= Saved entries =
——
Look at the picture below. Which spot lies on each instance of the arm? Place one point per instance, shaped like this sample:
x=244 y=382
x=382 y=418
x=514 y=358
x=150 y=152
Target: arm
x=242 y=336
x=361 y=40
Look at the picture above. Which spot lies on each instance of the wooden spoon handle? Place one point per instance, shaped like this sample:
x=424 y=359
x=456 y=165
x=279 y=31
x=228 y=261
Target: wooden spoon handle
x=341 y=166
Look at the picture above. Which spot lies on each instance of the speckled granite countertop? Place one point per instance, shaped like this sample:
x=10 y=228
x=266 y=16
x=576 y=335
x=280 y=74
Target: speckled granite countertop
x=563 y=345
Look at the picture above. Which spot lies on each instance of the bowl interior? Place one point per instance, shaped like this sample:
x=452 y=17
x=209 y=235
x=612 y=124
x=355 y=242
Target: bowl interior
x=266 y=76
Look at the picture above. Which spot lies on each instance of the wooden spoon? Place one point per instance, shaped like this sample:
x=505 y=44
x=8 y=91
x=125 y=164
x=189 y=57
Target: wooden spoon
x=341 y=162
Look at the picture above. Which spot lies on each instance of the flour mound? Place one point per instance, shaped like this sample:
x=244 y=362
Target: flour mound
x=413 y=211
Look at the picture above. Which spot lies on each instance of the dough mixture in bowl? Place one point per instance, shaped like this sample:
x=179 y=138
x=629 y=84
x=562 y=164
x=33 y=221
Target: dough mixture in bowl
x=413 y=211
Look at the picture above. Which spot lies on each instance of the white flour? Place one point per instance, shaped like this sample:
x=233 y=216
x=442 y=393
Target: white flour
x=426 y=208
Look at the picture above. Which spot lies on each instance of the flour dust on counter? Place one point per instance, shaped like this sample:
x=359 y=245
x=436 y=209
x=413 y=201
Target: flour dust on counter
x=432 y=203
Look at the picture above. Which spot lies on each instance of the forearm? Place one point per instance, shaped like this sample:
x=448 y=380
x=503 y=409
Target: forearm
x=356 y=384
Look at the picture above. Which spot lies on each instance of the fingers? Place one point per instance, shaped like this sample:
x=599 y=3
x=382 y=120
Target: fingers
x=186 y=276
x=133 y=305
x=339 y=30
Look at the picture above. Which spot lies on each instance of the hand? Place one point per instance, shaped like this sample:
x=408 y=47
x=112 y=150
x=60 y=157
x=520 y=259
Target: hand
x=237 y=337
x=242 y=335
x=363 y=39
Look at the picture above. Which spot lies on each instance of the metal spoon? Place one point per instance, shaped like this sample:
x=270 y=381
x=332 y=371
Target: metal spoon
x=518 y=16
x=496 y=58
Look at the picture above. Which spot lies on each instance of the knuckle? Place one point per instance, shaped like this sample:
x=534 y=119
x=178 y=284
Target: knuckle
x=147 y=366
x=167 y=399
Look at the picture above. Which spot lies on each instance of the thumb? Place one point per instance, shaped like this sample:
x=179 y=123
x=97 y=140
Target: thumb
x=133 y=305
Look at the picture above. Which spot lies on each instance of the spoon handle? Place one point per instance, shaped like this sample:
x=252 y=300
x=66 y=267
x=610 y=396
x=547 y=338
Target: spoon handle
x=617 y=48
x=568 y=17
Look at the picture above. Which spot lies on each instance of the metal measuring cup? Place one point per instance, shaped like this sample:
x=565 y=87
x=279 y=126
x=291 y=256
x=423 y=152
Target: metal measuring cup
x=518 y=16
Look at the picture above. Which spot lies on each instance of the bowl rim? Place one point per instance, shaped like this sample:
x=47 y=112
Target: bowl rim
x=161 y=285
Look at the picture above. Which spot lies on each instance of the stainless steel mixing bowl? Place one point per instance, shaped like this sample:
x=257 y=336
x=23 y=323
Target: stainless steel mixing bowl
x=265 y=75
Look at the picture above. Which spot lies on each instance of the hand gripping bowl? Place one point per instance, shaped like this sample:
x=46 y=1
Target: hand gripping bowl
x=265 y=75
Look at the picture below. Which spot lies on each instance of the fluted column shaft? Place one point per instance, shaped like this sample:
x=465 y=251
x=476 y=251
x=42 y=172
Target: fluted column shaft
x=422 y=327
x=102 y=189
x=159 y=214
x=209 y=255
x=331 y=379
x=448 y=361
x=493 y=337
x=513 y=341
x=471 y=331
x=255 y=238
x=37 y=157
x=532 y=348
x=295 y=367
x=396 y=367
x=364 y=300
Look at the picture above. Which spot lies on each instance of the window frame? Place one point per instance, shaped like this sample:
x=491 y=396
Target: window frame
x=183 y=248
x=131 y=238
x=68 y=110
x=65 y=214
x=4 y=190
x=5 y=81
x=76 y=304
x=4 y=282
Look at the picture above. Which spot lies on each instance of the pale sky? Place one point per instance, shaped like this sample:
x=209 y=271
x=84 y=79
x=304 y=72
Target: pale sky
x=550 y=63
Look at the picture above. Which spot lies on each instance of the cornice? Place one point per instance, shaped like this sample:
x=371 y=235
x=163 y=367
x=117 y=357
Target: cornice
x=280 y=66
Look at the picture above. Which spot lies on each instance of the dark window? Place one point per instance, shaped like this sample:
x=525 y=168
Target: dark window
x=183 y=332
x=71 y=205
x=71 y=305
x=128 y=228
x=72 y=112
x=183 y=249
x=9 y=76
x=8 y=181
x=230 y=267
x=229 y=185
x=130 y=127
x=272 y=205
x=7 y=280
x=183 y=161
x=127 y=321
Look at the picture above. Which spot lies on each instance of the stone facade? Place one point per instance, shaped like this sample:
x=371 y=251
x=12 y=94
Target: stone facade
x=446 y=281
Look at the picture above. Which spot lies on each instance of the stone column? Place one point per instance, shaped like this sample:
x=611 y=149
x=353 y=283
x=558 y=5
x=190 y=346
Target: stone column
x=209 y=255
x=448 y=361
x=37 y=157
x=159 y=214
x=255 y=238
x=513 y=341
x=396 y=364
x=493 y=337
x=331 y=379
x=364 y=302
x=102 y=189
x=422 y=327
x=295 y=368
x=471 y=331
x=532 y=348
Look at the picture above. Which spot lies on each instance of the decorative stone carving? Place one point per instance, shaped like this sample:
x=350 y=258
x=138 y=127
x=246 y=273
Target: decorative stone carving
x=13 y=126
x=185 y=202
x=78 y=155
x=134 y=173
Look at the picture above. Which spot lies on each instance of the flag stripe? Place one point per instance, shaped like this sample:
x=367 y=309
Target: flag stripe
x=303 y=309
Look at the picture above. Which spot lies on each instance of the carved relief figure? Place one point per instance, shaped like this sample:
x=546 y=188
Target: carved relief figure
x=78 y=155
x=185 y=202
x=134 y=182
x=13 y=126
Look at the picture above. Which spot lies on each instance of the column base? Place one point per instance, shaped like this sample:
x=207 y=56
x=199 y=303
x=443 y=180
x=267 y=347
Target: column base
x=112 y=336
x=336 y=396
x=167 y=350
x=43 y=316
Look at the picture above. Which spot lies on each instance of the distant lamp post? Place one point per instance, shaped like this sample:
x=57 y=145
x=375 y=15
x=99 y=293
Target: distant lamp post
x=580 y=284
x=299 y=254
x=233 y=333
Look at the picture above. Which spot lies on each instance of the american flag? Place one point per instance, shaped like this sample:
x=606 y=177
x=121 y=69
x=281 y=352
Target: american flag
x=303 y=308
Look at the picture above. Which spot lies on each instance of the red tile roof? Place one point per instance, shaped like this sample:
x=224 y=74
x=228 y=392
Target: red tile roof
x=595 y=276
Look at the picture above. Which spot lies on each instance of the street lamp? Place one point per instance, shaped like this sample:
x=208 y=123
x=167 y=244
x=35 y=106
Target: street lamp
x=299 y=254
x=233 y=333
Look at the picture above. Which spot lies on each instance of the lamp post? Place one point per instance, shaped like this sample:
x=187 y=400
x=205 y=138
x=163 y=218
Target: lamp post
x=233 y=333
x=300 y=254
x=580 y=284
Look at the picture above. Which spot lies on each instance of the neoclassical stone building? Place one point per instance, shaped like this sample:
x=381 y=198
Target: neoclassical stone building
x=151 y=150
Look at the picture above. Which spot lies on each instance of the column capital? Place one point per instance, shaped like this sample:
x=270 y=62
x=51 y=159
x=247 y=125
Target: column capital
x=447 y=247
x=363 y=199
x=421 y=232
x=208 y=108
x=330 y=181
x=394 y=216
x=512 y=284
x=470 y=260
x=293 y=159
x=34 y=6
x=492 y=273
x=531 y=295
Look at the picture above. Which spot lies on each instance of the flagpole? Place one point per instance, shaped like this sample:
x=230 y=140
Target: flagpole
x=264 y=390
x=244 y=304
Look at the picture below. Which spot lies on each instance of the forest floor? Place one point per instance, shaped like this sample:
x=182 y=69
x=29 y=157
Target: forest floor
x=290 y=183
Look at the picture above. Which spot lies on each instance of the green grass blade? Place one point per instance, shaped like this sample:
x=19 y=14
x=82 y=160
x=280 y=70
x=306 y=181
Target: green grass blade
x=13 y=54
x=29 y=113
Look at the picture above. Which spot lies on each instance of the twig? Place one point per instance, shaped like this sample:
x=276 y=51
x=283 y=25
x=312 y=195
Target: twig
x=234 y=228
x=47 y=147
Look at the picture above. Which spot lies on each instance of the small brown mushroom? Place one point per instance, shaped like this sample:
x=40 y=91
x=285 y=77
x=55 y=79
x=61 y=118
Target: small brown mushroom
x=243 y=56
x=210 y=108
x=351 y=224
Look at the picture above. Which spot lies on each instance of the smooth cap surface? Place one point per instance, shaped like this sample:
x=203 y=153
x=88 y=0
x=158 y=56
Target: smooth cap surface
——
= EXERCISE =
Your task is to return each line of the data above that contains the string "surface".

= ANSWER BELOW =
Look at the picture above. Which spot lies on each instance of the smooth cap surface? Place one point per instance, shaped like this sample:
Target: smooth cap surface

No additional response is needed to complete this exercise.